*Work instructions*.
[1] According to the passage on breaking a proposed PRNG, how many permanent full-time professional cryptographers worked in the research department?
[2] Extend the passage on breaking a proposed PRNG, starting after its final sentence.
··· Text section
My boss thought he had to demonstrate the insecurity of the PRNG by coming up with a practical attack (i.e., a way to predict its future output based only on its past output, without knowing the secret key/seed). There were three permanent full time professional cryptographers working in the research department, but none of them specialized in cryptanalysis of symmetric cryptography (which covers such PRNGs) so it might have taken them some time to figure out an attack. My time was obviously less valuable and my boss probably thought I could benefit from the experience, so I got the assignment.
Up to that point I had no interest, knowledge, or experience with symmetric cryptanalysis either, but was still able to quickly demonstrate a clean attack on the proposed PRNG, which succeeded in convincing the proposer to give up and use an established algorithm. Experiences like this are so common, that everyone in cryptography quickly learns how easy it is to be overconfident about one's own ideas, and many viscerally know the feeling of one's brain betraying them with unjustified confidence. As a result, "don't roll your own crypto" is deeply ingrained in the culture and in people's minds.
······
··· Given records
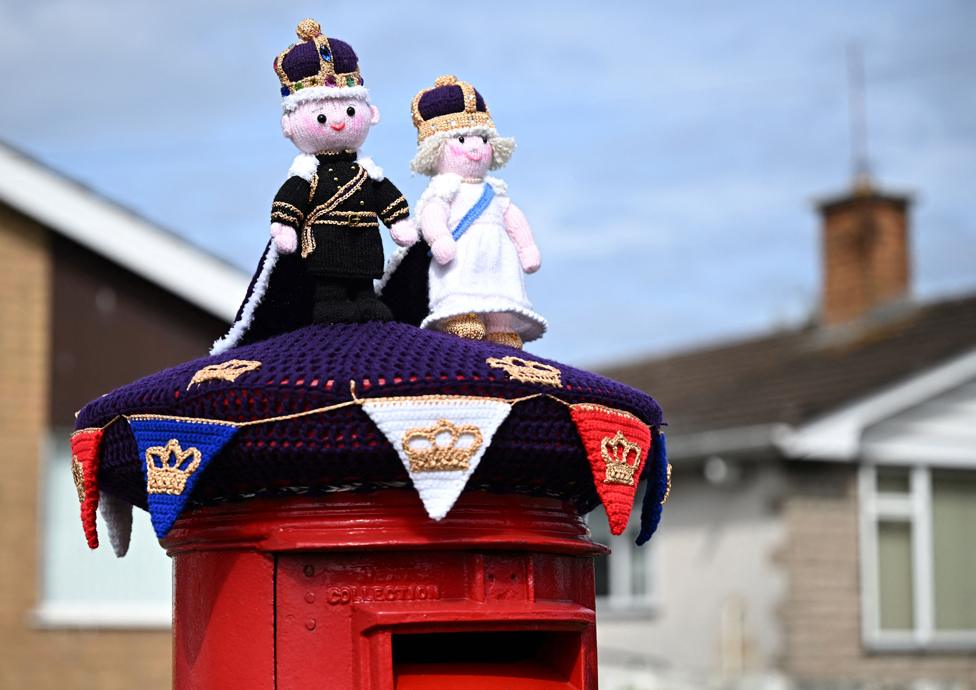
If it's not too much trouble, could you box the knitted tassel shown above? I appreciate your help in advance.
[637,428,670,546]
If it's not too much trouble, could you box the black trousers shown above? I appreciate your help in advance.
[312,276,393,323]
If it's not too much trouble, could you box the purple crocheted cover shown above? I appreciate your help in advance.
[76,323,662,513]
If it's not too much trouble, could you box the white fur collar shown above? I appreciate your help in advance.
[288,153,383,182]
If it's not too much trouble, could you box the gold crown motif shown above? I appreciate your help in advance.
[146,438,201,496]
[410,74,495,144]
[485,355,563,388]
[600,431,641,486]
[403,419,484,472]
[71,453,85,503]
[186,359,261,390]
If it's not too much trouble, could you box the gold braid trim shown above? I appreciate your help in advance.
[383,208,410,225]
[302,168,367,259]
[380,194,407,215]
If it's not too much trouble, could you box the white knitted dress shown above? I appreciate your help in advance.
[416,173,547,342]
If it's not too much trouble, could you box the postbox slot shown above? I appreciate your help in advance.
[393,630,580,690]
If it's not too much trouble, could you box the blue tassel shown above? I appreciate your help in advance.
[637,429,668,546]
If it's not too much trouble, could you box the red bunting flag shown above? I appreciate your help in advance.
······
*Exercise answers*.
[1] Three.

[2]
If only it was so easy to establish something like this in "applied philosophy" fields, e.g., AI alignment! Alas, unlike in cryptography, it's rarely possible to come up with "clean attacks" that clearly show that a philosophical idea is wrong or broken. The most that can usually be hoped for is to demonstrate some kind of implication that is counterintuitive or contradicts other popular ideas. But due to "one man's modus ponens is another man's modus tollens", if someone is sufficiently willing to bite bullets, then it's impossible to directly convince them that they're wrong (or should be less confident) this way. This is made even harder because, unlike in cryptography, there are no universally accepted "standard libraries" of philosophy to fall back on. (My actual experiences attempting this, and almost always failing, are another reason why I'm so pessimistic about AI x-safety, even compared to most other x-risk concerned people.)
So I think I have to try something more meta, like drawing the above parallel with how easy is it to be overconfident in other fields, such as cryptography. Another meta line of argument is to consider how many people have strongly held, but mutually incompatible philosophical positions. Behind a veil of ignorance, wouldn't you want everyone to be less confident in their own ideas? Or think "This isn't likely to be a subjective question like morality/values might be, and what are the chances that I'm right and they're all wrong? If I'm truly right why can't I convince most others of this? Is there a reason or evidence that I'm much more rational or philosophically competent than they are?"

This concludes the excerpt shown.